> [Article]:
Mars has seasons, just like Earth. While Mars weather is significantly less interesting than Earth's, due to the thinner atmosphere, the average temperature difference between summer and winter can be more than 50 C. The difference between daytime high and low can be more than 120 C.

If we consider the three forms of heat transfer, we can probably eliminate conduction as a significant factor, given that Curiosity sits high off the ground on six wheels. Although the wheels and suspension are all metal, along with the body, the small contact surface area and relative isolation of the RTG suggest to me that the thermal path to ground is pretty poor.

Furthermore, NASA itself says that the Mars atmosphere acts more like a thermal insulator than a conductor, because of the low density and thermal conductivity of CO2. Therefore, we can eliminate convection as a significant source of thermal variation.

Thus, we are left with the varying solar irradiance impinging on the RTG itself, as well as the portion of the rover body which can transmit a meaningful amount of heat to it as the only significant sources of thermal variation. Both the day/night and seasonal cycles will produce large swings in temperature, as cited above.

> [Entries]:
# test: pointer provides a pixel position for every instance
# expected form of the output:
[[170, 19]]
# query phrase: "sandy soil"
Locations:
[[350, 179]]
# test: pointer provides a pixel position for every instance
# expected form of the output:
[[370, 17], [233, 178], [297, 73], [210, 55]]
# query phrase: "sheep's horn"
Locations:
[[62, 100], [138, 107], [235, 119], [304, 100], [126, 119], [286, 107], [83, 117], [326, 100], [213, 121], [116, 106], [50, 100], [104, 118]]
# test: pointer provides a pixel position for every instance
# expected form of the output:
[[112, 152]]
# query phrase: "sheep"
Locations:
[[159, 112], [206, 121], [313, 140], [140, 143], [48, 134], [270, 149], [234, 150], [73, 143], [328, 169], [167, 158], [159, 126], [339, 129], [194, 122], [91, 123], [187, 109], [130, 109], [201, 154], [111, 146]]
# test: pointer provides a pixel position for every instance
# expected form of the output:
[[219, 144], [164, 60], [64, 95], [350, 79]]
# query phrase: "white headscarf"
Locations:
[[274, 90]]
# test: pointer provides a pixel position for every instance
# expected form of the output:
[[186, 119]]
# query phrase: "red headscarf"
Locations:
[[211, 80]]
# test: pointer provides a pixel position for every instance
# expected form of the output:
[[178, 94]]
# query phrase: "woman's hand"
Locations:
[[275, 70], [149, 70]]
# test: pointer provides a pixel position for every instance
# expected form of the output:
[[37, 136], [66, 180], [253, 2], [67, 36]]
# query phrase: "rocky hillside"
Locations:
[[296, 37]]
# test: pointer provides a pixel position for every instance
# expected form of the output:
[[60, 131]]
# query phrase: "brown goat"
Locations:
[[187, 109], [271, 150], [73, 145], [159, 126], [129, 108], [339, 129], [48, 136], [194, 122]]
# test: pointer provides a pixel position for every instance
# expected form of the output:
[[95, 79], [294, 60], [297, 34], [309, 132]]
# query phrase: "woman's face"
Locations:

> [Requirements]: Rewrite the passage on Curiosity's temperature variation, starting with "Furthermore, NASA itself" and going on through "as cited above.", with "insulator" replaced by "barrier". The entries above are independent of the text and form separate material.

> [Output for this task]:
Furthermore, NASA itself says that the Mars atmosphere acts more like a thermal barrier than a conductor, because of the low density and thermal conductivity of CO2. Therefore, we can eliminate convection as a significant source of thermal variation.

Thus, we are left with the varying solar irradiance impinging on the RTG itself, as well as the portion of the rover body which can transmit a meaningful amount of heat to it as the only significant sources of thermal variation. Both the day/night and seasonal cycles will produce large swings in temperature, as cited above.